ФРАГМЕНТ ТЕКСТА »
________________________________________

2. Поясню почему — на примере рецензируемой книги. Это, конечно, ни разу не роман. Жанровое обозначение «эссе» слишком аморфно, им у нас обозначаются и заметки путешествующих домохозяек в стиле «как я провела лето», и велеречивые рассуждения «о том, чего не понимаю» (особенно о литературе). Попытки написания «больших эссе» (как раз а-ля Барнс и прочие в его традиции) оборачиваются какой-то хлестаковщиной - «я и остальные великие». Яркий пример — попавшее в шорт-лист «Большой книги» сочинение Алексея Макушинского «Предместья мысли».
3. У Барнса крайне дисциплинированный текст, в котором все рассчитано по дюймам. Есть нерв. Есть лирика. Есть верный расчет. Эпоха дана через биографии ее ярчайших представителей, известных и малоизвестных широкой публике. В том числе и заглавного героя — знаменитого французского врача (по женским болезням преимущественно) и «человека тусовки» Самуэля Поцци. Кто не знает Поцци, почти наверняка видел его портрет в красном, работы знаменитого Джона Сарджента (тоже героя того времени). Много скандальных фактов и о Поцци, и о легендарном "декаденте" графе де Монтескью, и о, например, Оскаре Уайльде. При этом франкофил Барнс больше пишет о французах, чем об англичанах — впрочем, регулярно проводя сравнения двух великих держав того времени по самым разным параметрам.
4. Конечно, здесь полно интереснейшей информации о времени рубежа девятнадцатого-двадцатого. Мы привыкли относиться к нему несколько иронично, считать образцом пошлости, кича (главная ассоциация и олицетворение времени для отечественного читателя - Мопассан). Барнс деликатно спорит с этим, находя и показывая много такого, что и занимательно, и актуально сегодня. Вот ведь я о чем: книга Барнса — это не разлюли-малина обо всем на свете, а особо о себе любимом, нет, это ИССЛЕДОВАНИЕ, имеющее и цели, и задачи. А что они не изложены прямо (хотя отчасти и изложены) — так это еще и лучше в плане привлечения внимания читателей. (Хорошо, что издательство снабдило книгу примечаниями). Ну и конечно, интересной широкому читателю эту книгу делает не только и не столько познавательный элемент, сколько фирменная, джентльменская ирония Барнса, которую не украдешь и не воспитаешь в себе.

________________________________________

ИСХОДНЫЕ ДАННЫЕ »
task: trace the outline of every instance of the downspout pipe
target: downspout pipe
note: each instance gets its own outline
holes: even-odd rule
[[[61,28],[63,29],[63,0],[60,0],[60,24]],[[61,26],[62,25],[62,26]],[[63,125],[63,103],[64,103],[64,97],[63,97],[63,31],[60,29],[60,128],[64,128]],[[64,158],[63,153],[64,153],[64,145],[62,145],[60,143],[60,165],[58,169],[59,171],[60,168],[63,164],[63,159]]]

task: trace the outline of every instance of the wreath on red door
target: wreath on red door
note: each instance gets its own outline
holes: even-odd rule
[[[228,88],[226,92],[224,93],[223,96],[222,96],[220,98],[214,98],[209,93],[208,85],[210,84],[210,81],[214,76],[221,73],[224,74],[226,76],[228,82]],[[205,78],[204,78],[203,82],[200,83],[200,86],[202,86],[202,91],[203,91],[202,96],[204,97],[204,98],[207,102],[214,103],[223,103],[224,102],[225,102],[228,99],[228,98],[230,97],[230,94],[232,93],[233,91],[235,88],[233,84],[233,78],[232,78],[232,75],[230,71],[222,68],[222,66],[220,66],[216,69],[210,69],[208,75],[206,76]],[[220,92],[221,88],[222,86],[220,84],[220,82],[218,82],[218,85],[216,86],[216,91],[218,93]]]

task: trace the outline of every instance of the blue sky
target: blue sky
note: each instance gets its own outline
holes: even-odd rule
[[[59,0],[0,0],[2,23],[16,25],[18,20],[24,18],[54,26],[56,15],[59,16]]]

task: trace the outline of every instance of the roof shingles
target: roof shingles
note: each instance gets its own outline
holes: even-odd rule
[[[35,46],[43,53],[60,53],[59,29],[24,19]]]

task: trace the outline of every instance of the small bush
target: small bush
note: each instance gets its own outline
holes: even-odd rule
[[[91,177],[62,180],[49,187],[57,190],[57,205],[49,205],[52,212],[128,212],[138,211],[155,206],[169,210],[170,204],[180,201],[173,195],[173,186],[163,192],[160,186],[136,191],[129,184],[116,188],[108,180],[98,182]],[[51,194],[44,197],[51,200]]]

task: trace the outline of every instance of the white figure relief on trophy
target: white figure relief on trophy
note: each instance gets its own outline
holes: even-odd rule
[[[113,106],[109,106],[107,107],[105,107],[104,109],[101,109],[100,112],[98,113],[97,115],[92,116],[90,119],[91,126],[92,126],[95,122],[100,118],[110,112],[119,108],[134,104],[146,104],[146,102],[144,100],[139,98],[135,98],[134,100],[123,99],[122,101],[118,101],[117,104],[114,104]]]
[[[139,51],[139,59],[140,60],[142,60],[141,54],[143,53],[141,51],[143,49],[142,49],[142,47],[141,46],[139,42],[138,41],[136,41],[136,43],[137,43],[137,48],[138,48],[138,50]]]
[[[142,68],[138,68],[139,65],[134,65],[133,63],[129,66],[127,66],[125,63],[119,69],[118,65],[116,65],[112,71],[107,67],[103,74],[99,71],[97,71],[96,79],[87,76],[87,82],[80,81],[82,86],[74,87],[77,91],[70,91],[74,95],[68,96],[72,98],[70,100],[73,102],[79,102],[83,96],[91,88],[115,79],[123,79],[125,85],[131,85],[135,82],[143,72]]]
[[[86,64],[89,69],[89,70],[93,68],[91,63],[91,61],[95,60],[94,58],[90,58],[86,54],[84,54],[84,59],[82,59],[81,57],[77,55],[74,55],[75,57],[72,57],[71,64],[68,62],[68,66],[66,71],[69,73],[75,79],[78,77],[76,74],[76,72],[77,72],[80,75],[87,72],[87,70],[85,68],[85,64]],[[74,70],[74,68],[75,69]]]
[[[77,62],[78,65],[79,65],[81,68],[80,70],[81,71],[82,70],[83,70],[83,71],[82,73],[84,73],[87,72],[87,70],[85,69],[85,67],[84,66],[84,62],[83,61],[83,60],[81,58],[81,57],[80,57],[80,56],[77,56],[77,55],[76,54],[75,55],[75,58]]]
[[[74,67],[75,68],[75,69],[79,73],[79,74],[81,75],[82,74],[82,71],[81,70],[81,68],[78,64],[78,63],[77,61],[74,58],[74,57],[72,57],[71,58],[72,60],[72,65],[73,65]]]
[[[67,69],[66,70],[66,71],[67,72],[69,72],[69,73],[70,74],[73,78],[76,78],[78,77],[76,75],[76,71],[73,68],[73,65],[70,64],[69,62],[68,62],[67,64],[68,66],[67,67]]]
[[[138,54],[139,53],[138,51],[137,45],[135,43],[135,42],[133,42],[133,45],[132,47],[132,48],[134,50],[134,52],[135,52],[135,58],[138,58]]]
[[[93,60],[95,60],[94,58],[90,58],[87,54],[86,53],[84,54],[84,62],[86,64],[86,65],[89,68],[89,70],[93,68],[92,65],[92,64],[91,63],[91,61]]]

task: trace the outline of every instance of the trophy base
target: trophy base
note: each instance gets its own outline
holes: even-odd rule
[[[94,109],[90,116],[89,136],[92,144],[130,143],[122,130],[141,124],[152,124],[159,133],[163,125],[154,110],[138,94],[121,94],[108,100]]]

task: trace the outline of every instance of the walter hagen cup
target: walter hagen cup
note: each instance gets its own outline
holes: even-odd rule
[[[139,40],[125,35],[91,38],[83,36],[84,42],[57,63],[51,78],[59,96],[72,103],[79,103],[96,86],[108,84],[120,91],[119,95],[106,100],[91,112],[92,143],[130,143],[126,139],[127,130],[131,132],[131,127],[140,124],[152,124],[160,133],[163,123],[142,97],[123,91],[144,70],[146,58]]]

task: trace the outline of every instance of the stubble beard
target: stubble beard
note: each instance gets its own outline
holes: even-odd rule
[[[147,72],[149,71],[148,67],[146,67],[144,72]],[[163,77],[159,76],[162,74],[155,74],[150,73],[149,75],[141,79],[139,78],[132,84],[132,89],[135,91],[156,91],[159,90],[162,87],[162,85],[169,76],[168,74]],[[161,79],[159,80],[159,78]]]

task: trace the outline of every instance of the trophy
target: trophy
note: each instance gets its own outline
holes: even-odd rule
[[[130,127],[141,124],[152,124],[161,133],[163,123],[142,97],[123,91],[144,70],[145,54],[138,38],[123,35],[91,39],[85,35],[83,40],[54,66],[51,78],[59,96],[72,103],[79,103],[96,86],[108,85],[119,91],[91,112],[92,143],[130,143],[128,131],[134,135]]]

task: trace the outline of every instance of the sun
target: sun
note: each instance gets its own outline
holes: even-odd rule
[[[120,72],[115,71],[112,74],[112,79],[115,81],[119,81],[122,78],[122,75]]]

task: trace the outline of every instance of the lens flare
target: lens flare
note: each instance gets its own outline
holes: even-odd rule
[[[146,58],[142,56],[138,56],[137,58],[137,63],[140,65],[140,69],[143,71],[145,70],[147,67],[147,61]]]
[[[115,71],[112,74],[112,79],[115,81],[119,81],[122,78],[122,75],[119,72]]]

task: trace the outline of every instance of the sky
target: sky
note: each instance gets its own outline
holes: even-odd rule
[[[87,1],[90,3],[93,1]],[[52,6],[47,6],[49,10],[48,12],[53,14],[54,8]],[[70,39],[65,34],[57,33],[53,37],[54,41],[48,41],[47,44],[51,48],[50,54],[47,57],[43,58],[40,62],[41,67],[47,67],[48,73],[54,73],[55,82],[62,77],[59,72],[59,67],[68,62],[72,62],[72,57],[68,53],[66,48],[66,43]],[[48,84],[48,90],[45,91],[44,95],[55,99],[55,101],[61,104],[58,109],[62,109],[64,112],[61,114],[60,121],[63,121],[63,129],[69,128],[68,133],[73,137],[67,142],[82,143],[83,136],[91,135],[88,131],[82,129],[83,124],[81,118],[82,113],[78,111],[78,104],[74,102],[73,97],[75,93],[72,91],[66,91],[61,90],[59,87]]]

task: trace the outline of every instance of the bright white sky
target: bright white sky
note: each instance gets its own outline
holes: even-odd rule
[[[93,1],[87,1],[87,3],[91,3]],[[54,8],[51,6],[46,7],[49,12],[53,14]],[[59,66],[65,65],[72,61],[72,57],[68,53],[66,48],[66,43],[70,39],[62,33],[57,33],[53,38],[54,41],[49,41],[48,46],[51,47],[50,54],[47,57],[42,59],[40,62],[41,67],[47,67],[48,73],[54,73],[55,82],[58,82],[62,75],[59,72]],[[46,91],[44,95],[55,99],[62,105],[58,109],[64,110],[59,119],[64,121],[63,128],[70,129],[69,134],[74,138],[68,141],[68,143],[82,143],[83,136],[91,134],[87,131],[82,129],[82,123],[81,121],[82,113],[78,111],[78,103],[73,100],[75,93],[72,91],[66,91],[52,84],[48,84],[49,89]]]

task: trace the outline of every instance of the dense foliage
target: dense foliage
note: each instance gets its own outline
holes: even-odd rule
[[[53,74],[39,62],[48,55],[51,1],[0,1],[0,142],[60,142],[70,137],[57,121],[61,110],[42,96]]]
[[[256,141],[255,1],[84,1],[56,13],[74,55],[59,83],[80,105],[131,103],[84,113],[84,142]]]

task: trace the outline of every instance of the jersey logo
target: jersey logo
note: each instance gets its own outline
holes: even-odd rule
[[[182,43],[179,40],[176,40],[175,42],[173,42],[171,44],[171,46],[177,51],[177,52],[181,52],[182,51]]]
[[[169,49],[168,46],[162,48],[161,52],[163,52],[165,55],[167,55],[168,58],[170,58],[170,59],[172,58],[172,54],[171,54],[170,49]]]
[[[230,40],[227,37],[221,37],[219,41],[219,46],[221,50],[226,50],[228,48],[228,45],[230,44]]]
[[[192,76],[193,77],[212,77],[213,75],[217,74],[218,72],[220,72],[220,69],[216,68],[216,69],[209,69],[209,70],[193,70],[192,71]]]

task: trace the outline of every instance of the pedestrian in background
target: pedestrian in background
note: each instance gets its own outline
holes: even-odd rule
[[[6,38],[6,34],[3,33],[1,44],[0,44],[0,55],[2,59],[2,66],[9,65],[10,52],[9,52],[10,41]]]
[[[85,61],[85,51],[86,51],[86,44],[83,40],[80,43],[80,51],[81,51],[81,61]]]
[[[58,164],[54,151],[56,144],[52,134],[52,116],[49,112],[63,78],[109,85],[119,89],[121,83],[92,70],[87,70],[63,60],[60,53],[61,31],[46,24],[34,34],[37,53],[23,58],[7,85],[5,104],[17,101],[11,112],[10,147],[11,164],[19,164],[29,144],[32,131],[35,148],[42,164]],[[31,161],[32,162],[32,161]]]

________________________________________

ВАША ЗАДАЧА »
Продолжите рецензию на книгу Барнса о Самуэле Поцци, начав сразу после ее последнего предложения. Строки для работы не понадобятся.

РЕЗУЛЬТАТ »
5. При мер текста (отмечу хорошую работу переводчика — Е.Петровой). Одна из многих деталей эпохи. «Трудно вообразить Оскара Уайльда на дуэли: он бы, несомненно, назвал дуэль «вульгарным» занятием. Да и Суинберн тоже; и Томас Гарди; даже журналист-агитатор У. Т. Стед сказал бы то же самое. В Англии дуэли вышли из моды еще в тридцатых годах XIX века. А вот во Франции – невзирая на презрительное отношение к ним Мопассана – ничуть не бывало. Складывается такое впечатление, что, будь вы автором веселых рассказов или декадентских стихотворений, вам бы не верилось, что можно обойтись одними лишь словами, что они способны и, более того, должны решать все противоречия. Как заявлял Уистлер, дружба – это только этап на пути к ссоре; тогда язвительный газетный абзац мог быть этапом на пути к загородной встрече с участием квартета из секундантов, стоящего наготове врача и затаившегося где-нибудь под мостом – на самый крайний случай – священника».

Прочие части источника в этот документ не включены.